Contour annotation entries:
>>

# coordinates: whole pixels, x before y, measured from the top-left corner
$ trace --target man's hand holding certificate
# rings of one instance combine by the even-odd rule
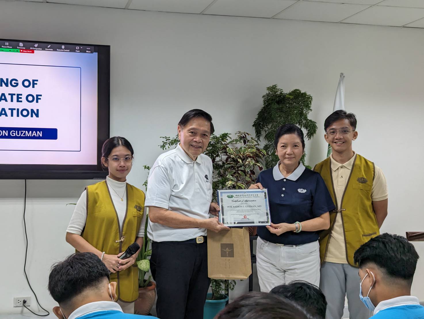
[[[263,189],[218,190],[219,221],[225,226],[266,226],[271,224],[268,193]]]

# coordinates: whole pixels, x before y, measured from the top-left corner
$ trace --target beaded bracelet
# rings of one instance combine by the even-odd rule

<<

# WHAT YOU WILL DO
Reproduce every entry above verbatim, leaving out the pictures.

# OUTPUT FOR THIS EXERCISE
# coordinates: whole pixels, x before y, measured from the top-left corner
$ trace --target man's hand holding certificate
# rings of one instance combine by the even-odd rule
[[[263,189],[218,190],[219,221],[225,226],[266,226],[271,224],[268,193]]]

# coordinates: whole pixels, x before y, measured from the top-left corner
$ trace --target beaded bracelet
# rings of one instance combine by the even-odd rule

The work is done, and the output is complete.